### DOCUMENT SECTION
((

BRAND EXPERIENCES
Creating a Digital-First Mindset for Your D2C Brand
By Tearle Calinog
None

It seems like everywhere you turn analysts are advising CMOs to take their brands direct to consumer. And it’s not surprising given the upward trajectory of the D2C market in recent years.

 

Since 2016, ecommerce D2C sales in the US have more than tripled, with the pandemic alone fueling 45.5% growth from 2019 to 2020. By 2023, D2C sales are expected reach nearly $175 billion in the US, and significant growth is expected in international markets, such as China, making this channel too lucrative to ignore.  D2C is becoming a key to brand longevity in a digital age.
 

However, mature, legacy brands looking to make a real play in the D2C channel have a large, slow ship to turn.  When you are not digitally native and don’t have built-in D2C strategies, moving to a D2C operational model means overhauling everything—from your budgeting to your logistics to your technologies to the basics of your brand positioning.

))

### TASK OBJECTIVE
Copy everything from "Since 2016, ecommerce" down to "a digital age." in the D2C brand article, putting "overseas markets" in place of "international markets".

### GIVEN INFORMATION
((

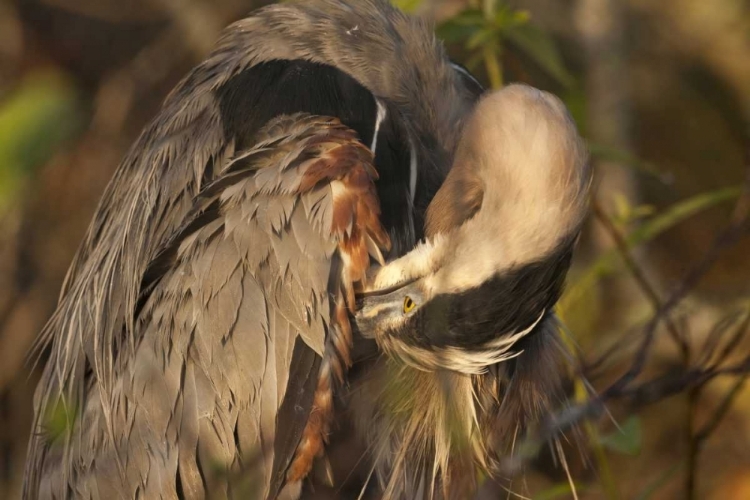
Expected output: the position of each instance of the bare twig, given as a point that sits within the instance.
(638, 273)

))

### EXERCISE ANSWER
Since 2016, ecommerce D2C sales in the US have more than tripled, with the pandemic alone fueling 45.5% growth from 2019 to 2020. By 2023, D2C sales are expected reach nearly $175 billion in the US, and significant growth is expected in overseas markets, such as China, making this channel too lucrative to ignore.  D2C is becoming a key to brand longevity in a digital age.